*What you will do*
Copy every line that contains the string "order" from the entries below.

*Provided entries*
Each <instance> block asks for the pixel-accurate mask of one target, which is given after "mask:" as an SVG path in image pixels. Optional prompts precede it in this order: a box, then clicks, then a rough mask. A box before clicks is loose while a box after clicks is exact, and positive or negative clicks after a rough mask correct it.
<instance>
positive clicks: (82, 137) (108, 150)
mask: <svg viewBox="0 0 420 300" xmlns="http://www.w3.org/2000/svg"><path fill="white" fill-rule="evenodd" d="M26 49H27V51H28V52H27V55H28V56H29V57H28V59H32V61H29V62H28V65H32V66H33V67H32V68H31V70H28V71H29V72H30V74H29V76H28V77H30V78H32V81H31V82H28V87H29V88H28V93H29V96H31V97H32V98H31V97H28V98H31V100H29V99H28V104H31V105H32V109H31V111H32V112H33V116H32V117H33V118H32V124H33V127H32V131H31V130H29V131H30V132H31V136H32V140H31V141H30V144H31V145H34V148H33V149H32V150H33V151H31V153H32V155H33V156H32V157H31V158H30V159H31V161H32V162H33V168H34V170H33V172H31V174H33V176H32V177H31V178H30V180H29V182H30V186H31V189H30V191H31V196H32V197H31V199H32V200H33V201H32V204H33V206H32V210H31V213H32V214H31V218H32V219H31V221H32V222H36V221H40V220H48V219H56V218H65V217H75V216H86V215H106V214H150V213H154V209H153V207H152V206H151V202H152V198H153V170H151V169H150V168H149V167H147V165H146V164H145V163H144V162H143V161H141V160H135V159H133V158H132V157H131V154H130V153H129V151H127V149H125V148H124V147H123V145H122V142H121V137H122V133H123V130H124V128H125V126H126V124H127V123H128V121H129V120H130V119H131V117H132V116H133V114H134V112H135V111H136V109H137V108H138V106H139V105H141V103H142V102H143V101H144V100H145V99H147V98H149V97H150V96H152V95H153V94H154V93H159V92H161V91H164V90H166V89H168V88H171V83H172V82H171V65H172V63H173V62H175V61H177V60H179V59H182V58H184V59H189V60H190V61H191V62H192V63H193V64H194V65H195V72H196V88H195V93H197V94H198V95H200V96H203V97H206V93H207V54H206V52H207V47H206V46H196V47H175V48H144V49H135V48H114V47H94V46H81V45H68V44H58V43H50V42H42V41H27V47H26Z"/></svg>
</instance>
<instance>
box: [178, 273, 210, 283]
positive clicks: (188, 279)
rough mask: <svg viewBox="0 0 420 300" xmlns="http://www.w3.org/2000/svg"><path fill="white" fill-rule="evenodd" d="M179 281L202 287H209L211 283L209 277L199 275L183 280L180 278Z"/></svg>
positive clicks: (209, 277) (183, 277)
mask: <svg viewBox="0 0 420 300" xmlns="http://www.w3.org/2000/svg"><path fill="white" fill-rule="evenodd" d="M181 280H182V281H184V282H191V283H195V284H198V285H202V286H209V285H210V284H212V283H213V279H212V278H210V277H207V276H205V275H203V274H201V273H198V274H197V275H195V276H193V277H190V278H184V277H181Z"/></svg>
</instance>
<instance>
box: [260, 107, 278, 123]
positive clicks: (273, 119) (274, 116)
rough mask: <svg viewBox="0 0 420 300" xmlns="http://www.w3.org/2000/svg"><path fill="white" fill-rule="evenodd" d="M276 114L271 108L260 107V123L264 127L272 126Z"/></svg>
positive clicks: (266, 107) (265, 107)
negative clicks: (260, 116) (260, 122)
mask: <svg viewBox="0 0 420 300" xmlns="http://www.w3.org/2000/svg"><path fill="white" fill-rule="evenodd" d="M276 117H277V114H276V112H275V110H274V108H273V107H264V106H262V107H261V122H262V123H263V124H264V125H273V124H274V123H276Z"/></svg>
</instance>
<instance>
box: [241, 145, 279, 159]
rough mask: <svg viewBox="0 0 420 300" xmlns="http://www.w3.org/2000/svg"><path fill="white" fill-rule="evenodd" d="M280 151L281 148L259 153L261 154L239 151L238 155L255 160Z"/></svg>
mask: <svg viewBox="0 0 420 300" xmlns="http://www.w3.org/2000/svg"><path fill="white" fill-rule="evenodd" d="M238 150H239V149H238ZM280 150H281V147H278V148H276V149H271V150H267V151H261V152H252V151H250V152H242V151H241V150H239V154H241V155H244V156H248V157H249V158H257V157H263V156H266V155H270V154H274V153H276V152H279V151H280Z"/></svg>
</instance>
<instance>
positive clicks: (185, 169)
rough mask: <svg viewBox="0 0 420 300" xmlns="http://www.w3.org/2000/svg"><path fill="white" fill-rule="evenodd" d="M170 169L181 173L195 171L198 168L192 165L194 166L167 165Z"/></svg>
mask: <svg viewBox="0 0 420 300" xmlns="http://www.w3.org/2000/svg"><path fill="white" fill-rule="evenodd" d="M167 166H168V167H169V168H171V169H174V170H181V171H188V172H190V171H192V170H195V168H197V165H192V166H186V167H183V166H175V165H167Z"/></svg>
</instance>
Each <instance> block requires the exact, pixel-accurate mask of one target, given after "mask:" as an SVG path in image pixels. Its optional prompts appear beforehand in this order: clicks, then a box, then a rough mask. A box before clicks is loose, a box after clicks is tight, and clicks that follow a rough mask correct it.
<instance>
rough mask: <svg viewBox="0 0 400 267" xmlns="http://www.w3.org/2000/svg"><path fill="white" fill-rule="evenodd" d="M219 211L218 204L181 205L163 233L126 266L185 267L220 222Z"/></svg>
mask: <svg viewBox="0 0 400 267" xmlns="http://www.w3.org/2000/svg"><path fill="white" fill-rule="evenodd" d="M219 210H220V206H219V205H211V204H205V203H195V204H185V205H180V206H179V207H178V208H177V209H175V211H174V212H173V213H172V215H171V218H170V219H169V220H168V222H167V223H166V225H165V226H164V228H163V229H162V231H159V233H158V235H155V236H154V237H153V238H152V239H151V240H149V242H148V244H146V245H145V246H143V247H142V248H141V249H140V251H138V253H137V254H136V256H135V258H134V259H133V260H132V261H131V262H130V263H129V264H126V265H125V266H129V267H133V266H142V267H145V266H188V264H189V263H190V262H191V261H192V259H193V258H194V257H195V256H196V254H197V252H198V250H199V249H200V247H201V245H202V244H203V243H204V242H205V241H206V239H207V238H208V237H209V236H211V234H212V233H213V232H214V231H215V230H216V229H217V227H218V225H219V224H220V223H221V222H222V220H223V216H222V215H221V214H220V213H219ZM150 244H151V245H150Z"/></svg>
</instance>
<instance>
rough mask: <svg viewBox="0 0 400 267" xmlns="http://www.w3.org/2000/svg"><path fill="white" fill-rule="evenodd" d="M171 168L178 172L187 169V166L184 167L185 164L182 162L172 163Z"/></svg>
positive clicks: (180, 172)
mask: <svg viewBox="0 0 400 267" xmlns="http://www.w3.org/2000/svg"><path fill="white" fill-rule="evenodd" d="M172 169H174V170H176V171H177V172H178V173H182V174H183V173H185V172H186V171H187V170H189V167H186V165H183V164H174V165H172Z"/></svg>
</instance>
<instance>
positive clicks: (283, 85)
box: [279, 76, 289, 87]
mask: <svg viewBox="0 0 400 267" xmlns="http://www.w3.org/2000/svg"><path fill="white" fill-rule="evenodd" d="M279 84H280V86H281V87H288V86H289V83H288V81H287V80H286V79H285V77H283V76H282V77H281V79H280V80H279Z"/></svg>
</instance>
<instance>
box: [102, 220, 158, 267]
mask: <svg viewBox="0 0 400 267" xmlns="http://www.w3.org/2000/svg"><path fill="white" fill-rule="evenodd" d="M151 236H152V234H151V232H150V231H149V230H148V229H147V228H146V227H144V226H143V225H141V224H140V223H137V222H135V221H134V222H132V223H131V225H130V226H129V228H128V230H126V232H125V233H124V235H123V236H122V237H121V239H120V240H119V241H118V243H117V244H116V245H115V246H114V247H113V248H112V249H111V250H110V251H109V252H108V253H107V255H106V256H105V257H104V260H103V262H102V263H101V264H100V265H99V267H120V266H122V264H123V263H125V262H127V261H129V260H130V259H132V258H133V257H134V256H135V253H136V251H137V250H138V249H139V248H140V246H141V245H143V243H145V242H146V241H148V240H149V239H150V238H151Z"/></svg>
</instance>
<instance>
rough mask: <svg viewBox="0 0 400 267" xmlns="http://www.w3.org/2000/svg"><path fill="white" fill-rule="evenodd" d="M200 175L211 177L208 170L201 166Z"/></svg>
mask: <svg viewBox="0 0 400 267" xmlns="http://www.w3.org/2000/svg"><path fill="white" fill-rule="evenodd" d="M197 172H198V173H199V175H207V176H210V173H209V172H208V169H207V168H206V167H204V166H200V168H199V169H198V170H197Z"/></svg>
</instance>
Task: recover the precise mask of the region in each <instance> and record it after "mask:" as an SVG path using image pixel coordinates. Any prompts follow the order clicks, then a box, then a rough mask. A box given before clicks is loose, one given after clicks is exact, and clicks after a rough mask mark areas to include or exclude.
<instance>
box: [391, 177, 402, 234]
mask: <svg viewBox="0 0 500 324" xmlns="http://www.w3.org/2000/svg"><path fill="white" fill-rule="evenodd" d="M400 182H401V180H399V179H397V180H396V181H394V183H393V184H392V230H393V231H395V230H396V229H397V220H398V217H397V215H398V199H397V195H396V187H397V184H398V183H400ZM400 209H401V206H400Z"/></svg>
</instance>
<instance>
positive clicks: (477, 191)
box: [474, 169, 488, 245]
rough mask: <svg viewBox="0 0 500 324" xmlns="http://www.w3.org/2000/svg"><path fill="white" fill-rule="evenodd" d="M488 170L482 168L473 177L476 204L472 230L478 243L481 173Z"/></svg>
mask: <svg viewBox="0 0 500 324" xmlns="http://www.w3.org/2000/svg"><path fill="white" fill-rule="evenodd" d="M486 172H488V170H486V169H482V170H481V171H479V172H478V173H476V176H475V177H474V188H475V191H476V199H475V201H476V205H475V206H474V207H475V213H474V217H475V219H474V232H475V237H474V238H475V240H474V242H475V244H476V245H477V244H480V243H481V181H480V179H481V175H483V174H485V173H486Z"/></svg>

*Answer box*
Each <instance> block asks for the pixel-accurate mask of one target, which is given after "mask:" as an SVG path in image pixels. Optional prompts precede it in this order: a box, then clicks, then a rough mask. A box before clicks is loose while a box after clicks is exact, and positive or negative clicks after a rough mask correct it.
Each <instance> block requires the exact, pixel-accurate mask of one target, given after "mask:" as an SVG path in image pixels. Its optional prompts appear beforehand in this order: clicks, then a box, then a rough mask. A box before clicks is loose, a box after clicks is tight, and clicks that follow a rough mask correct it.
Task: recover the precise mask of the region in each <instance> and record it after "mask:" as an SVG path using image pixel coordinates. Any prompts follow the order clicks, then a box, then a rough mask. A box given before clicks is loose, one given after clicks is exact, and clicks after a rough mask mark areas to include or exclude.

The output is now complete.